§ **YOUR TASK**:
All lines from the one with "Expected: for every instance of the green" through the final line of the records below must be written out exactly, with no other text.

§ **RECORDS FOR THIS TASK**:
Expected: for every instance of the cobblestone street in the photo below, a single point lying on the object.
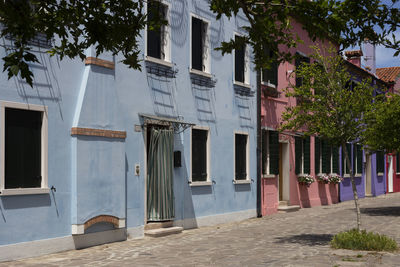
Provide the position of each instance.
(291, 239)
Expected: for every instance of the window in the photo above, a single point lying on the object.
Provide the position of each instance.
(241, 156)
(200, 147)
(270, 152)
(357, 159)
(380, 162)
(24, 149)
(242, 68)
(157, 38)
(300, 59)
(345, 168)
(326, 157)
(302, 155)
(269, 76)
(200, 45)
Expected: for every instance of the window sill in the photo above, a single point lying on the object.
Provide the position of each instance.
(245, 85)
(247, 181)
(24, 191)
(201, 73)
(269, 176)
(205, 183)
(159, 61)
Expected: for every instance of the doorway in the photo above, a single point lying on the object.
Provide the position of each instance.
(283, 183)
(368, 178)
(159, 180)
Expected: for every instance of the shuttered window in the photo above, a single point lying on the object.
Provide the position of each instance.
(270, 76)
(241, 156)
(23, 148)
(199, 155)
(197, 43)
(380, 162)
(240, 61)
(299, 60)
(302, 155)
(156, 11)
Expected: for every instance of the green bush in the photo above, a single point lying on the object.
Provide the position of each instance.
(363, 240)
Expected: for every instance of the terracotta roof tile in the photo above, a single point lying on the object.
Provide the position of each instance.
(388, 74)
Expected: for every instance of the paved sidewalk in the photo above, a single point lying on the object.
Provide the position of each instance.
(292, 239)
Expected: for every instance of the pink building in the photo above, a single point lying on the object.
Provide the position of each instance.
(285, 155)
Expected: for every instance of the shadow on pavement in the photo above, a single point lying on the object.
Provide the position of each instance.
(381, 211)
(306, 239)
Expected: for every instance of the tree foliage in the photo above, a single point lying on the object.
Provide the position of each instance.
(72, 26)
(331, 106)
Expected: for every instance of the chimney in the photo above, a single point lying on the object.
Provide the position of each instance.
(354, 57)
(370, 57)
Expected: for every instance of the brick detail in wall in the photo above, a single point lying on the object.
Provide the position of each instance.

§ **RESPONSE BELOW**:
Expected: for every instance of the green bush in the photo above, a single point lying on the object.
Provide the position of each instance.
(363, 240)
Expected: for every instance of the terracotta roof tile in the photo above, a single point lying on the object.
Provide the position of each instance.
(388, 74)
Expected: for every instance of the paved sidewalk in the photo above, a single point lying on the object.
Provide the position of each instance.
(292, 239)
Expected: for every instance of the pink building in the photo above, a single point lying on the object.
Provide the position of each instance.
(285, 155)
Expected: for every instance of the shadow on pavement in the photo above, a single point lying on the object.
Provide the position of each instance.
(381, 211)
(306, 239)
Expected: for every instance of the tree foliage in the photo above, a single point lying on the object.
Provide the position of each instance.
(72, 26)
(331, 106)
Expected: for every instance of the chimney in the photo above, a single point lying on the object.
Provide the position of each instance.
(354, 57)
(370, 57)
Expected: for every instance of the brick detail in wall in the photo above, a single point lying on the object.
Provide the position of each instance.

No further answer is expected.